> **Requirements**:
Could the lines from the one with "point: window row" through the end of the listing be restated exactly, with nothing else included?

(A run of records)
___
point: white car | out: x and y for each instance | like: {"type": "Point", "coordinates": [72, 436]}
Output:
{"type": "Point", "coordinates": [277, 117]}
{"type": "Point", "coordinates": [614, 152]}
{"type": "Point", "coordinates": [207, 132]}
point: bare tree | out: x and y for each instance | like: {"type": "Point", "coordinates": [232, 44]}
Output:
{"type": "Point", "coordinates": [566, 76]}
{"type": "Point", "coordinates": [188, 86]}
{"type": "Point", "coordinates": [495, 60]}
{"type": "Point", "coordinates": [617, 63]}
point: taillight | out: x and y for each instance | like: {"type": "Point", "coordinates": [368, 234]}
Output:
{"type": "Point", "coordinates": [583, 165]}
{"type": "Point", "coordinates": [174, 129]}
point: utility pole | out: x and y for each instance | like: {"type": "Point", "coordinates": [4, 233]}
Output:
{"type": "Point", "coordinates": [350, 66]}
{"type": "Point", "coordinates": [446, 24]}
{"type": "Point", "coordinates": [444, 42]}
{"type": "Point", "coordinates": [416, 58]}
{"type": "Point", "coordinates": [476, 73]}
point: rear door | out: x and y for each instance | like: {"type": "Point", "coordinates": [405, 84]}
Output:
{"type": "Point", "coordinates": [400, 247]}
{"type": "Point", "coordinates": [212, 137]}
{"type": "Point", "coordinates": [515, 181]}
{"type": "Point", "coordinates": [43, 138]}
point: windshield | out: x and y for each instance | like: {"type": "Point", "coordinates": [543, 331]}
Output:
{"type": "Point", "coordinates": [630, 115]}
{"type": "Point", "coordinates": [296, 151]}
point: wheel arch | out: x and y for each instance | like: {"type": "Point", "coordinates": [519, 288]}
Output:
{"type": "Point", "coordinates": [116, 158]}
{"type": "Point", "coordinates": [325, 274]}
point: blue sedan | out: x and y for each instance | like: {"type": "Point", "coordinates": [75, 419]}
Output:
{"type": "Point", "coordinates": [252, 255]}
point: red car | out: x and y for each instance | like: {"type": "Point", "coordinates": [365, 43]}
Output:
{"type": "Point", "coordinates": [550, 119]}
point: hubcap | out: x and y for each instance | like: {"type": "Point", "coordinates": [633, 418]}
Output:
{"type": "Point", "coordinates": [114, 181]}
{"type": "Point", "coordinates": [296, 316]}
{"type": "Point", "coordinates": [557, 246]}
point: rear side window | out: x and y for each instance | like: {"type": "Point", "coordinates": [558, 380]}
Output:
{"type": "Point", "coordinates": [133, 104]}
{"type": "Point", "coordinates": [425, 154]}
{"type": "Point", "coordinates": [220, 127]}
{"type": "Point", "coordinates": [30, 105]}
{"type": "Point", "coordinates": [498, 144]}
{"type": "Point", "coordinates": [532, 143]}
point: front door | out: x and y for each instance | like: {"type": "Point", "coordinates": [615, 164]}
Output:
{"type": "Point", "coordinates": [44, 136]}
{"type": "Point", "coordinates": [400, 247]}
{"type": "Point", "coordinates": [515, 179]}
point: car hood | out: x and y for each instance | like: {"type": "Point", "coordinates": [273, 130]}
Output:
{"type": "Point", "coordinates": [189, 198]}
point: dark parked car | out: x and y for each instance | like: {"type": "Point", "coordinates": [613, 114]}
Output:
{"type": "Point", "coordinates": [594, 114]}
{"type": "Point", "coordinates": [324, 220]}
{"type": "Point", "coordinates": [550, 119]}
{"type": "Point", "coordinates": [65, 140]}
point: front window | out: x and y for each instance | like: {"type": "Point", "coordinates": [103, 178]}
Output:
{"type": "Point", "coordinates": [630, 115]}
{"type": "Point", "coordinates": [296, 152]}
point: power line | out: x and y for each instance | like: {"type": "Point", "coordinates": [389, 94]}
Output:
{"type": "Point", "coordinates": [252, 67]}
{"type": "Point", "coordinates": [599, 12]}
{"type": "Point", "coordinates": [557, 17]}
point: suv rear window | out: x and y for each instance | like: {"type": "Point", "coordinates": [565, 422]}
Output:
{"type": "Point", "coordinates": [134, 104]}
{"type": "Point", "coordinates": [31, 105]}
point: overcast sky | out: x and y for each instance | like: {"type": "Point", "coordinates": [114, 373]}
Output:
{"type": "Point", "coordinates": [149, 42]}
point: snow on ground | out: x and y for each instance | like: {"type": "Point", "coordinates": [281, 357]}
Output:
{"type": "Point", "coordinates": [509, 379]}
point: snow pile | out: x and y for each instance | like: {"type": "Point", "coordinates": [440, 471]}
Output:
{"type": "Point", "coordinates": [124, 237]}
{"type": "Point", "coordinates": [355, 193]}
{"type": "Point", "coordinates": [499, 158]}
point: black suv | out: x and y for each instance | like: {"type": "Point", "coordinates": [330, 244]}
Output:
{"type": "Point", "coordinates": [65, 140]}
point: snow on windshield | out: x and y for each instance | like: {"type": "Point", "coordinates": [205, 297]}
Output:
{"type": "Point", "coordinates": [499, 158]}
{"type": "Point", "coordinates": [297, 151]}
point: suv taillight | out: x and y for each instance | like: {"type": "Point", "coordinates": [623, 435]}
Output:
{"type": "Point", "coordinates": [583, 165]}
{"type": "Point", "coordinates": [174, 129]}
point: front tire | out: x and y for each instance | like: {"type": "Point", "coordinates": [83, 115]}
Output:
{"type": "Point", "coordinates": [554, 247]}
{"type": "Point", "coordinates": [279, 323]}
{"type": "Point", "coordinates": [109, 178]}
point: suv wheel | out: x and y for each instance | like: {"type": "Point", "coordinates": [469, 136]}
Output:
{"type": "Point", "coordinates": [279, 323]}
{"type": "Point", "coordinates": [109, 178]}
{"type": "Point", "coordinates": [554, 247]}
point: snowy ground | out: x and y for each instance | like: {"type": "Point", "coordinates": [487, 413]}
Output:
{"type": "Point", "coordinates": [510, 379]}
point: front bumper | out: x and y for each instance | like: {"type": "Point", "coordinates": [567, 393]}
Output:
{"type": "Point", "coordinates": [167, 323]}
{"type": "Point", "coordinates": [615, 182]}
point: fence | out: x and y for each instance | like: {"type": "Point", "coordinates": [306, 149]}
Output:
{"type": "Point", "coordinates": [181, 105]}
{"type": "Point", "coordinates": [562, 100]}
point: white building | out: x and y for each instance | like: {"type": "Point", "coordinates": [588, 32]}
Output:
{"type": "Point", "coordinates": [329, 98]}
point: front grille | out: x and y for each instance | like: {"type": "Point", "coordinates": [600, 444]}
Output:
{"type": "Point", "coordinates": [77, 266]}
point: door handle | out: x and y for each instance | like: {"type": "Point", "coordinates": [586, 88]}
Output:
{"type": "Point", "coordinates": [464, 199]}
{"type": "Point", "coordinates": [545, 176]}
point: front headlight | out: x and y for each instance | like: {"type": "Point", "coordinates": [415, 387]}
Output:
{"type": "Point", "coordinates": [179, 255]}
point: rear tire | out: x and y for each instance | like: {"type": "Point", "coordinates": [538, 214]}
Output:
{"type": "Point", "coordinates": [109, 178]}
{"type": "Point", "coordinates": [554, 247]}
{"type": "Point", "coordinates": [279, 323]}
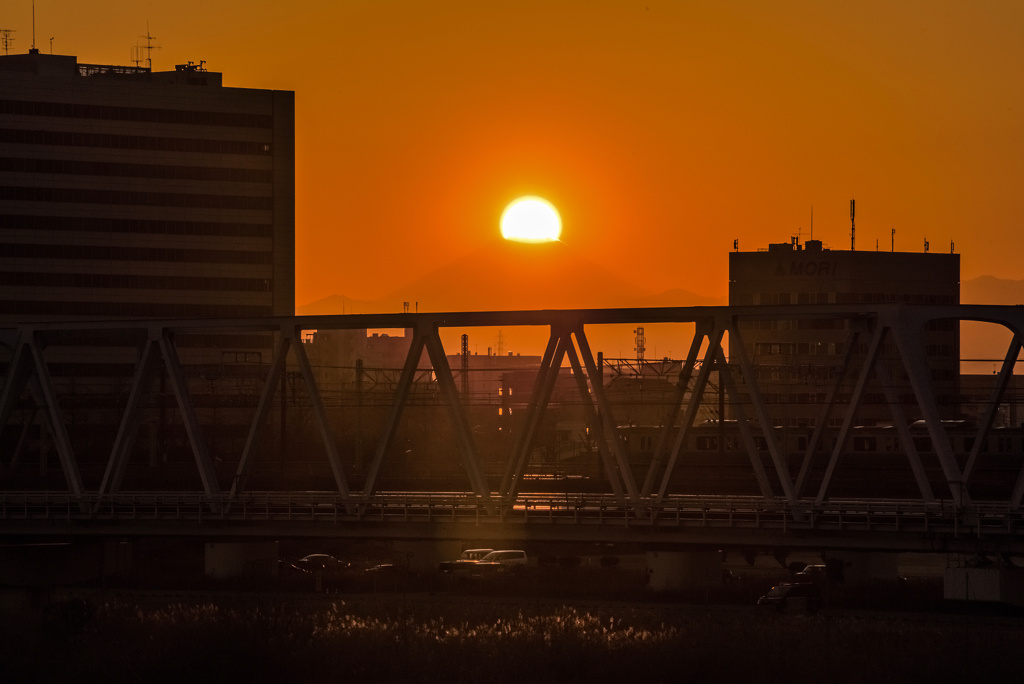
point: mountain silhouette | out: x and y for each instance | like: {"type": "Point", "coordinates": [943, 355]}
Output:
{"type": "Point", "coordinates": [507, 275]}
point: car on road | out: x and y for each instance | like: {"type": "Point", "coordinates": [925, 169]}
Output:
{"type": "Point", "coordinates": [793, 597]}
{"type": "Point", "coordinates": [505, 561]}
{"type": "Point", "coordinates": [467, 560]}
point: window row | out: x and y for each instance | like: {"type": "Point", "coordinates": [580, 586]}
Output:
{"type": "Point", "coordinates": [142, 142]}
{"type": "Point", "coordinates": [134, 282]}
{"type": "Point", "coordinates": [84, 168]}
{"type": "Point", "coordinates": [776, 298]}
{"type": "Point", "coordinates": [132, 309]}
{"type": "Point", "coordinates": [135, 226]}
{"type": "Point", "coordinates": [156, 254]}
{"type": "Point", "coordinates": [140, 114]}
{"type": "Point", "coordinates": [135, 198]}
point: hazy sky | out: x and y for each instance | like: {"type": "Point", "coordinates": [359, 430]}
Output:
{"type": "Point", "coordinates": [662, 130]}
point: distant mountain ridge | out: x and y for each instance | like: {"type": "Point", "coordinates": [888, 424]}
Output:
___
> **Exercise response**:
point: window row | out: x and y for each instance | like: {"type": "Point", "coordinates": [580, 586]}
Output:
{"type": "Point", "coordinates": [142, 142]}
{"type": "Point", "coordinates": [134, 282]}
{"type": "Point", "coordinates": [84, 168]}
{"type": "Point", "coordinates": [776, 298]}
{"type": "Point", "coordinates": [132, 309]}
{"type": "Point", "coordinates": [135, 226]}
{"type": "Point", "coordinates": [156, 254]}
{"type": "Point", "coordinates": [140, 114]}
{"type": "Point", "coordinates": [135, 198]}
point: hazy sky | out: x and y for each instance | like: {"type": "Point", "coordinates": [359, 430]}
Output:
{"type": "Point", "coordinates": [662, 130]}
point: distant mountain ridge | out: x and y for each instance | like: {"type": "Point", "coordinates": [888, 424]}
Output:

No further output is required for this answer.